DATA TO USE:
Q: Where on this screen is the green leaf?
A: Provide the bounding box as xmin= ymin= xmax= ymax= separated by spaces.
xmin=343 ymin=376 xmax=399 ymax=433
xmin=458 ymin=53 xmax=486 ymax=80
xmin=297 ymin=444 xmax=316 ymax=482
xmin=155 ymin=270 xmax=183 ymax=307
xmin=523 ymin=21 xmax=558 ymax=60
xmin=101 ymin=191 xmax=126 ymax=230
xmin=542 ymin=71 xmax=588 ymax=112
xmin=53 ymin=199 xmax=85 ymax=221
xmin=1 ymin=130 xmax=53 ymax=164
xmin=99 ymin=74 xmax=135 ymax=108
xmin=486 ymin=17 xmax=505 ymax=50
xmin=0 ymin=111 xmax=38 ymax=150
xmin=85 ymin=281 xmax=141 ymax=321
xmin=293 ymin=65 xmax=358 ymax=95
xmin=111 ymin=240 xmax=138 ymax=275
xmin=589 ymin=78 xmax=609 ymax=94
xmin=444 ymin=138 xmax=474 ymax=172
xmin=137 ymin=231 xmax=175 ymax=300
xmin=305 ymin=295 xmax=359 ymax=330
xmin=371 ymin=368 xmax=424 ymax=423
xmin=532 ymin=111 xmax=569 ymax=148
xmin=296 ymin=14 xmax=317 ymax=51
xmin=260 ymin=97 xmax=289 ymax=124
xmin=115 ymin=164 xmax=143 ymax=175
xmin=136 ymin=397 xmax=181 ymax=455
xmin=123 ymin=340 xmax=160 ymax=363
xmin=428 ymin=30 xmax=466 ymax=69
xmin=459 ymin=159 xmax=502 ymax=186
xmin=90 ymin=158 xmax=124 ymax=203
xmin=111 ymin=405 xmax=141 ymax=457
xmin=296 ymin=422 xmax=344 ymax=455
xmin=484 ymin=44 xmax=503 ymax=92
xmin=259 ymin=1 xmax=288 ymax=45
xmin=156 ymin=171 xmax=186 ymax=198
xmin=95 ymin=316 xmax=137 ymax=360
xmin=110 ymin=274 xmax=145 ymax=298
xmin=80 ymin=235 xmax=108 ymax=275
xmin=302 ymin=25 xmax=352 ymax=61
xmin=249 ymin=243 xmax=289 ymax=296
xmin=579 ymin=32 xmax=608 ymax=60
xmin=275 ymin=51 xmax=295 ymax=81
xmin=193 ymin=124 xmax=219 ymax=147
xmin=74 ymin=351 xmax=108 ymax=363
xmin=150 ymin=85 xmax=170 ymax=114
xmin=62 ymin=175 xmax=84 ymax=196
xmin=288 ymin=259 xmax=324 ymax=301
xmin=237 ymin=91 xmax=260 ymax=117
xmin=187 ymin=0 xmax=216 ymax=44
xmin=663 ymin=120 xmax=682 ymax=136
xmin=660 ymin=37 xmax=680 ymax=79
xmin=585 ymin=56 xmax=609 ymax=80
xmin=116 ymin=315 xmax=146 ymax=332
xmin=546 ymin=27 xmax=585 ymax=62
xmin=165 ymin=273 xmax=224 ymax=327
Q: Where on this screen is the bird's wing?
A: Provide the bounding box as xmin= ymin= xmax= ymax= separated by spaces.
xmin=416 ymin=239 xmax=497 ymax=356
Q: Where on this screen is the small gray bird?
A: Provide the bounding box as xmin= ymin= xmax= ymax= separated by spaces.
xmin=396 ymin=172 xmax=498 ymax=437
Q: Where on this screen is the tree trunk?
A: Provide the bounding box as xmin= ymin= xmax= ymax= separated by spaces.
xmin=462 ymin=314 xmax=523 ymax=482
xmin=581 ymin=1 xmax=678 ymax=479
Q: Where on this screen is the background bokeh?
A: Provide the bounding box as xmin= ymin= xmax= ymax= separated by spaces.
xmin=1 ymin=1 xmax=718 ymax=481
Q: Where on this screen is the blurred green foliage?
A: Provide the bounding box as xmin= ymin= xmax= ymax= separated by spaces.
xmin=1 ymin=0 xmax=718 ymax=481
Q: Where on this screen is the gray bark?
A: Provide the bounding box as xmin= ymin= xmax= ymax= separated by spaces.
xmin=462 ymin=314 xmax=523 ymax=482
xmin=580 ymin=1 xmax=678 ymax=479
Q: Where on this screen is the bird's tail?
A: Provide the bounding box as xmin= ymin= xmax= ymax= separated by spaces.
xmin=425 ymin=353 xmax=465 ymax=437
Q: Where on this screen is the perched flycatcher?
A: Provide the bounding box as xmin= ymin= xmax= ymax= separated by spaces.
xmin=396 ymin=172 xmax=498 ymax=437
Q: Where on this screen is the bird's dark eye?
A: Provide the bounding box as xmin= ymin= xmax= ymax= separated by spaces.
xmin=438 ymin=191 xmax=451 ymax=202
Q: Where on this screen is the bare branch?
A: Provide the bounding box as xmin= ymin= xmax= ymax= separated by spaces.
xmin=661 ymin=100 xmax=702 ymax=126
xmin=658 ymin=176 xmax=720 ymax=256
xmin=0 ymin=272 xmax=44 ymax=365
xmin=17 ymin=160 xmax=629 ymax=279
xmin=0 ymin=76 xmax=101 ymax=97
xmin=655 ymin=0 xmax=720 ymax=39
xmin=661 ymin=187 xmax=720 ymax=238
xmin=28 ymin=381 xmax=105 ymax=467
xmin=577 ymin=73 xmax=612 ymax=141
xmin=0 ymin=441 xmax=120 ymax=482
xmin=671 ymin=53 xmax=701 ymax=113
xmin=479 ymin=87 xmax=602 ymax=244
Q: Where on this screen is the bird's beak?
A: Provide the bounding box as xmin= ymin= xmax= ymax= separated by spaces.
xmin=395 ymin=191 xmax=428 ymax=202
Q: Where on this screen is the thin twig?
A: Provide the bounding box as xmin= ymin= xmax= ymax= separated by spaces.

REQUIRED WORK:
Within the listing above, count the lines that contain the string "gray". Give only the number.

SOLUTION TO THIS EXERCISE:
2